ISNU Sumut Tolak Kekerasan Aparat dalam Sengketa Lahan dengan Masyarakat Gurilla, Kota Pematang Siantar

Sekretaris ISNU Sumut
Sekretaris ISNU Sumut Imran Simanjuntak MA.
Sekretaris ISNU Sumut
Sekretaris ISNU Sumut Imran Simanjuntak MA.

Asaberita.com, Pematang Siantar – Pengurus Wilayah Ikatan Sarjana Nahdaltul Ulama (ISNU) Sumatera Utara (Sumut) mengeluarkan pernyataan sikap menolak dan menyesalkan terjadinya kekerasan yang dilakukan aparat gabungan (TNI dan Polri) terhadap masyarakat Gurilla, Kota Pematang Siantar, dalam sengketa lahan dengan PTPN III.

Sekretaris ISNU Sumut Imran Simanjuntak MA menyatakan, sebagai aparat negara, TNI dan Polri harusnya menjadi pelindung dan pengayom masyarakat, bukan malah menjadi alat bagi PTPN III untuk melakukan tindakan kekerasan, melakukan intimidasi dan menghancurkan lahan serta rumah-rumah masyarakat.

Bacaan Lainnya

“ISNU Sumut sangat menyesalkan kekerasan yang dilakukan aparat gabungan pada masyarakat Gurilla, Kota Pematang Siantar. Masyarakat yang menolak pemberian tali asih malah diintimidasi, mendapat kekerasan fisik, lahan mereka dirusak dan rumah dirobohkan. Sejumlah warga bahkan ada yang terluka karena berusaha ingin mempertahankan lahannya,” ujar Imran Simanjuntak dalam keterangannya pada wartawan, Sabtu (26/11).

Imran menyebutkan, perlakuan yang dialami masyarakat dilapangan sangat buruk dan sangat tidak bermartabat. Apalagi pada okupasi kedua yang dilakukan sejak 21 November 2022, menggambarkan betapa negara dalam hal ini Pemerintah Kota Pematang Siantar, DPRD Kota Pematang Siantar dan PTPN III, dengan menggunakan aparat TNI dan Polri menganggap rakyat seolah penjahat dan diperlakukan dengan tidak manusiawi, teori pecah belah, teror dan intimidasi terus berkepanjangan dialami masyarakat Gurilla.

“Negara dalam hal ini Pemerintah Kota Pematang Siantar, DPRD Kota Pematang Siantar, Kementerian ATR/BPN, PTPN III yang berada di bawah koordinasi Kementerian BUMN, seperti tidak mampu membuka ruang dialog dengan masyarakat. Tidak mampu melakukan pemetaan sosial dan antisipasi dini serta solusi terbaik. Yang terlihat selama hampir puluhan tahun adalah proses penelantaran lahan dan pembiaran masyarakat memperjuangkan hidupnya sendiri di lahan Gurilla,” ujar Imran.

--- Baris Data ---

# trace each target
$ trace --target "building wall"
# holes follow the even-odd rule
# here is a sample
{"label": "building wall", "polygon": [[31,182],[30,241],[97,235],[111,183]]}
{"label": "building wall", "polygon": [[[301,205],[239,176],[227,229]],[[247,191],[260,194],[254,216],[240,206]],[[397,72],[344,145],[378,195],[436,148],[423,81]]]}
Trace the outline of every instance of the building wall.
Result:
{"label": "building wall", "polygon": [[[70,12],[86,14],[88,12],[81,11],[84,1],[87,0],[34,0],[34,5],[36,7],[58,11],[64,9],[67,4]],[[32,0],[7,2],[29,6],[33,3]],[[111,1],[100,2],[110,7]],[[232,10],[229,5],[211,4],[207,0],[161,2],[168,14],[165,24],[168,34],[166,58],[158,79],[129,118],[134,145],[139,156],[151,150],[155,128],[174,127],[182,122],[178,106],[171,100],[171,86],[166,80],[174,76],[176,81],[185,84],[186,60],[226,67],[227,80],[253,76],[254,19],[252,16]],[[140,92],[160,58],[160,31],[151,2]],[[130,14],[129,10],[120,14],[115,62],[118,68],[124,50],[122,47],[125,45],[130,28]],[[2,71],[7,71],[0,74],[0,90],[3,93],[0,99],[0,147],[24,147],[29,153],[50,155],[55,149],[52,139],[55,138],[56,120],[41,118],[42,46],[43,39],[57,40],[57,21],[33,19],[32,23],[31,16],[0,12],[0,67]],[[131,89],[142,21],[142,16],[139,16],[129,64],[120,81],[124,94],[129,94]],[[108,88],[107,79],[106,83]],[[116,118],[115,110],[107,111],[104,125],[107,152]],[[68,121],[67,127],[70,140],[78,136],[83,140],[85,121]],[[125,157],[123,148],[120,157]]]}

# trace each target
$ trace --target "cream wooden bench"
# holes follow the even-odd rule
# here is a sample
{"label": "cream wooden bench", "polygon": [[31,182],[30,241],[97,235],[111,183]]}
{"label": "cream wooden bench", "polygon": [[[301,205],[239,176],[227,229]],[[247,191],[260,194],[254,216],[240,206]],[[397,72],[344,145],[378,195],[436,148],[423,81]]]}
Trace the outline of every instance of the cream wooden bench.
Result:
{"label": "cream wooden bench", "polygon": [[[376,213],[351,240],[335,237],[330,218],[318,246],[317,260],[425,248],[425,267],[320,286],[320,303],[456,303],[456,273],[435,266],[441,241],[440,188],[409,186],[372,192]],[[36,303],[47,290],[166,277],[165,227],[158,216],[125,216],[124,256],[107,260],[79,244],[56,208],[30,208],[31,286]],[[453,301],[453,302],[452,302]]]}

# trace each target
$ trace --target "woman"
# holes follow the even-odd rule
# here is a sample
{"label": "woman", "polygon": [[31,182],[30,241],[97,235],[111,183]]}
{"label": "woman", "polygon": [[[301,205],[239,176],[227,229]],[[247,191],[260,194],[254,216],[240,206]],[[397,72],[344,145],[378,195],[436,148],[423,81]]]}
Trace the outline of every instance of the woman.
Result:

--- Tugas Anda ---
Salin ulang tanpa perubahan bagian berita sengketa lahan Gurilla yang dibuka dengan kata-kata berisi "ISNU Sumut Tolak" dan ditutup dengan "dengan PTPN III.".

--- Jawaban Latihan ---
ISNU Sumut Tolak Kekerasan Aparat dalam Sengketa Lahan dengan Masyarakat Gurilla, Kota Pematang Siantar

Sekretaris ISNU Sumut
Sekretaris ISNU Sumut Imran Simanjuntak MA.
Sekretaris ISNU Sumut
Sekretaris ISNU Sumut Imran Simanjuntak MA.

Asaberita.com, Pematang Siantar – Pengurus Wilayah Ikatan Sarjana Nahdaltul Ulama (ISNU) Sumatera Utara (Sumut) mengeluarkan pernyataan sikap menolak dan menyesalkan terjadinya kekerasan yang dilakukan aparat gabungan (TNI dan Polri) terhadap masyarakat Gurilla, Kota Pematang Siantar, dalam sengketa lahan dengan PTPN III.